Exercise details
Read through the material below and copy each line in which the word "vein" occurs.

Recorded data
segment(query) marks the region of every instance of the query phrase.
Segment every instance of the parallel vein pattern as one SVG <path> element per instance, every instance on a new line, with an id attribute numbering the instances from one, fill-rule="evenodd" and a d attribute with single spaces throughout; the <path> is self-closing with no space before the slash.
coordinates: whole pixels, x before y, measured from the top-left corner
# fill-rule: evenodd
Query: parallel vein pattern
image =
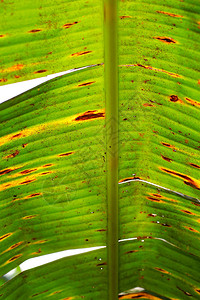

Written answer
Segment every instance of the parallel vein pattern as one SVG <path> element per instance, every instance on a new line, with an id attribute numbering the instances from one, fill-rule="evenodd" and a d attribute with single spaces throughout; the <path> is self-closing with no space before the slash.
Query: parallel vein pattern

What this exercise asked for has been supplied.